▶ **INPUT DATA**

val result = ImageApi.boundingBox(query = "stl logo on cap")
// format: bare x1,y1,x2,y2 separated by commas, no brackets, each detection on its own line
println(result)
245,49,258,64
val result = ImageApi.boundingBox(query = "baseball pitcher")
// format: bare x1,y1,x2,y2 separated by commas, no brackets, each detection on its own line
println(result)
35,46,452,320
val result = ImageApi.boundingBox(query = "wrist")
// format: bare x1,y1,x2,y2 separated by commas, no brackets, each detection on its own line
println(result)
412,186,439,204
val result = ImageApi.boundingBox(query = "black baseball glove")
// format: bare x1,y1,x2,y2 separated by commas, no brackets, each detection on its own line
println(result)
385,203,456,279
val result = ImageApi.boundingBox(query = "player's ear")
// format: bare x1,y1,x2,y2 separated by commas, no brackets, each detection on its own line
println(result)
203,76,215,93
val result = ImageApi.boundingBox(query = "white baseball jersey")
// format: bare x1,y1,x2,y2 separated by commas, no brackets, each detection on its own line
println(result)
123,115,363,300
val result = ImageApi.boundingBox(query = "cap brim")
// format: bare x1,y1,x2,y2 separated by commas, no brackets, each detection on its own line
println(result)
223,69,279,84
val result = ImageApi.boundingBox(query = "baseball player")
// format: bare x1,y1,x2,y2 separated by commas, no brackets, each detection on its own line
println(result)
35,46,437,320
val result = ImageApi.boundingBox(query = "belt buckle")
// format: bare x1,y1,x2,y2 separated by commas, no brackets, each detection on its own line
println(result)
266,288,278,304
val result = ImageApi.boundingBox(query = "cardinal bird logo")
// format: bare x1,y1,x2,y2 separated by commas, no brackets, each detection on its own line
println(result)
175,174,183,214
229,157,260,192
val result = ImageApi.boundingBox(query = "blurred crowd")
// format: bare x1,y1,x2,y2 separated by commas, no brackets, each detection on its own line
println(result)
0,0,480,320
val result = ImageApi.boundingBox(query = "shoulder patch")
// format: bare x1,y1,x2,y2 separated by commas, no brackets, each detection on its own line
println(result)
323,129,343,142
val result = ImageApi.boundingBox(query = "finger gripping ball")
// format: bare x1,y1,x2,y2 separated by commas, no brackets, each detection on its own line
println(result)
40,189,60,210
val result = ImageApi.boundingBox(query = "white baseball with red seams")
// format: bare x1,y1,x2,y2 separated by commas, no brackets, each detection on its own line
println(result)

▶ **TASK REQUIREMENTS**
Reproduce the complete data exactly as presented above.

▶ **ANSWER BELOW**
val result = ImageApi.boundingBox(query = "stl logo on cap")
// format: bare x1,y1,x2,y2 separated by commas, no brackets, each detection on its own line
println(result)
245,49,258,64
val result = ImageApi.boundingBox(query = "baseball pitcher")
// format: bare x1,y1,x2,y2 separated by commas, no brackets, each detection on its own line
println(result)
35,46,452,320
val result = ImageApi.boundingBox(query = "wrist")
// format: bare x1,y1,x2,y2 separated by commas, no brackets, each detection on its own line
println(result)
412,186,439,204
val result = ImageApi.boundingBox(query = "black baseball glove")
// format: bare x1,y1,x2,y2 separated by commas, no brackets, each detection on its own line
println(result)
385,203,456,279
val result = ImageApi.boundingBox(query = "player's ear")
// format: bare x1,y1,x2,y2 separated by commas, no brackets, each detection on its own line
println(result)
203,76,215,93
val result = ImageApi.boundingBox(query = "white baseball jersey")
// format: bare x1,y1,x2,y2 separated by commas, no brackets, each detection on its own line
println(result)
123,115,363,300
val result = ImageApi.boundingBox(query = "cap brim")
// format: bare x1,y1,x2,y2 separated by commas, no brackets, each detection on its own line
println(result)
223,69,279,84
val result = ImageApi.boundingBox(query = "baseball player")
// format: bare x1,y1,x2,y2 separated by commas, no brackets, each detection on its own line
println(result)
35,46,437,320
val result = ImageApi.boundingBox(query = "belt buckle")
// format: bare x1,y1,x2,y2 separated by commas, no brackets, each detection on its own line
println(result)
266,288,278,304
val result = ImageApi.boundingBox(query = "cardinal bird logo")
// format: bare x1,y1,x2,y2 separated by commas, no brackets, each detection on its own line
println(result)
175,174,183,214
229,157,260,192
val result = ImageApi.boundingBox(query = "blurred crowd")
// format: bare x1,y1,x2,y2 separated by commas, no brackets, each detection on its own line
println(result)
0,0,480,320
val result = ImageApi.boundingBox(query = "shoulder patch")
// format: bare x1,y1,x2,y2 separated by commas, no brackets, each detection on its own line
println(result)
323,129,343,142
val result = ImageApi.boundingBox(query = "finger gripping ball")
// format: bare x1,y1,x2,y2 separated by commas, no brackets, each detection on its own line
println(result)
40,189,60,210
val result = ImageApi.boundingBox(query = "white baseball with red seams")
// format: bare x1,y1,x2,y2 separated by commas, no brackets, each detection on its own line
println(result)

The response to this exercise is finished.